• Challenge A:
Answer these questions from the excerpt below about Barnes's book:
(i) What, according to Barnes, does the working class produce through its labor?
(ii) How large does the book say the self-designated "enlightened meritocracy" is?
(iii) What two phrases describe this layer's relation to production and its existence?

• Text:

○ ○ ○ ○

Barnes explains that the problems we face are rooted in the capitalist
system. Far from working people being worthless, it is our “social labor
that makes possible all civilization and the advance of culture,” he
says. “Through our labor, the working class, in this country and
worldwide, produces more than enough wealth to provide education, health
care, housing, and retirement to every human being on earth, for a
lifetime.”
Not only that, but “we’re capable of taking power and reorganizing
society,” Barnes says. To do that we need to come to see our own worth
and to “begin to transform ourselves and strengthen bonds of human
solidarity” as we build a working-class movement to confront capitalist
rule.
The book looks at the sharpening class inequalities in the United States
and the rise of a high-earning, “self-designated ‘enlightened
meritocracy,’” a “social layer of middle-class professionals,
technocrats, managers and academics” numbering in the “millions, if not
tens of millions.”
This is a bourgeois layer “in its class interests, its values, its world
outlook — in who it serves. But it’s not a section of the capitalist
class,” nor is it on the road to become that, Barnes explains. It is
“largely divorced from the production process” and has “a parasitic
existence.”
To rationalize their privileged status and wealth, the meritocracy has
become a leading voice in support of capitalism and its values and its
demonization of the working class.

○ ○ ○ ○

• Supplied records:
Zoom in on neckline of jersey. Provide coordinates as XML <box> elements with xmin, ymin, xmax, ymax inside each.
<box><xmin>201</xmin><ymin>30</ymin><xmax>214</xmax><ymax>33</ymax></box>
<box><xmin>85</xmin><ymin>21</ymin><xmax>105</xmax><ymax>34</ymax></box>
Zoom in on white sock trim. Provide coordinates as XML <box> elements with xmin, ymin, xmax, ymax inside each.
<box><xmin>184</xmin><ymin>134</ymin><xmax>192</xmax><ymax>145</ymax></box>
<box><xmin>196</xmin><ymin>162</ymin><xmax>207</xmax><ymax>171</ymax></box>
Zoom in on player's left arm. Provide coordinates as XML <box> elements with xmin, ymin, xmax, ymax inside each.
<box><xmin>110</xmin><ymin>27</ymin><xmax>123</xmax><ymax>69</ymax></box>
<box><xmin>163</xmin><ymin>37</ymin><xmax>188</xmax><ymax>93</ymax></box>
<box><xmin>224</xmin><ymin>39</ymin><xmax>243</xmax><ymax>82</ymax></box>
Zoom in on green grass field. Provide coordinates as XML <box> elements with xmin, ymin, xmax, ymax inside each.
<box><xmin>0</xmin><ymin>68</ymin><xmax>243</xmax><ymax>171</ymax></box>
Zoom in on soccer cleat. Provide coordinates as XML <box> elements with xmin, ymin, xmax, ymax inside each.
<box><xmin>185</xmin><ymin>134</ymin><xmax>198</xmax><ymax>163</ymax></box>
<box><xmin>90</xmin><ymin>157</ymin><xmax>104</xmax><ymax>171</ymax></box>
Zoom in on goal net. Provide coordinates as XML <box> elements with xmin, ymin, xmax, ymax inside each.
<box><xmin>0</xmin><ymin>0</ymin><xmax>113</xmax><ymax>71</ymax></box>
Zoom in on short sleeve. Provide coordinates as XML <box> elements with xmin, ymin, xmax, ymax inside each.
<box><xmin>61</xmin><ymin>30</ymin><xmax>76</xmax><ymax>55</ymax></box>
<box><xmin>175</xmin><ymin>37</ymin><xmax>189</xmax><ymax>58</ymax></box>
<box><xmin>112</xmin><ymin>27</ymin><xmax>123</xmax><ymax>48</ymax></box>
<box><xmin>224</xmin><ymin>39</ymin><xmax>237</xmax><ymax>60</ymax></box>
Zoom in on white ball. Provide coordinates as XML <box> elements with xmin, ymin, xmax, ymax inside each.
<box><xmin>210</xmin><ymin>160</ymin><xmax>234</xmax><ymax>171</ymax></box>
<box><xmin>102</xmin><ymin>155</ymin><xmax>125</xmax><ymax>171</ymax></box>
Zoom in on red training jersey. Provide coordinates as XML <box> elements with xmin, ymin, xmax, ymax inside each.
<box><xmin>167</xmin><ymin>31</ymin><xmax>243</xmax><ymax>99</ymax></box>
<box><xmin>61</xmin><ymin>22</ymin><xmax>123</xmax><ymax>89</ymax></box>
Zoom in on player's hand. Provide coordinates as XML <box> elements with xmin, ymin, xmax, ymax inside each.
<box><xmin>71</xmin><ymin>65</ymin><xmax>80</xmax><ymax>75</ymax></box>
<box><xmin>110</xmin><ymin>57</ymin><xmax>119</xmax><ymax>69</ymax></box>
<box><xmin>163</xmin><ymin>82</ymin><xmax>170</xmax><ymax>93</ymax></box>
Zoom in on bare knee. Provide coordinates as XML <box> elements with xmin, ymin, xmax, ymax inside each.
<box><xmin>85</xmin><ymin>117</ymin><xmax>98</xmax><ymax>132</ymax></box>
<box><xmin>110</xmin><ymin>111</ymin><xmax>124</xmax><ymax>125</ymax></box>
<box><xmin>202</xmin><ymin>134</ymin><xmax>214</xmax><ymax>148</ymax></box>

○ ○ ○ ○

• Challenge B:
In the listing, take the part that opens with the line containing "Zoom in on player's hand." and runs through the end of the listing. Write that part out again with "bare knee" switched to "uncovered knee", leaving everything else unchanged.

• Result A:
(i) More than enough wealth to provide education, health care, housing, and retirement to every human being on earth, for a lifetime.
(ii) It numbers in the "millions, if not tens of millions."
(iii) It is "largely divorced from the production process" and has "a parasitic existence."

• Result B:
Zoom in on player's hand. Provide coordinates as XML <box> elements with xmin, ymin, xmax, ymax inside each.
<box><xmin>71</xmin><ymin>65</ymin><xmax>80</xmax><ymax>75</ymax></box>
<box><xmin>110</xmin><ymin>57</ymin><xmax>119</xmax><ymax>69</ymax></box>
<box><xmin>163</xmin><ymin>82</ymin><xmax>170</xmax><ymax>93</ymax></box>
Zoom in on uncovered knee. Provide coordinates as XML <box> elements with xmin, ymin, xmax, ymax inside each.
<box><xmin>85</xmin><ymin>117</ymin><xmax>98</xmax><ymax>132</ymax></box>
<box><xmin>110</xmin><ymin>111</ymin><xmax>124</xmax><ymax>125</ymax></box>
<box><xmin>202</xmin><ymin>134</ymin><xmax>214</xmax><ymax>148</ymax></box>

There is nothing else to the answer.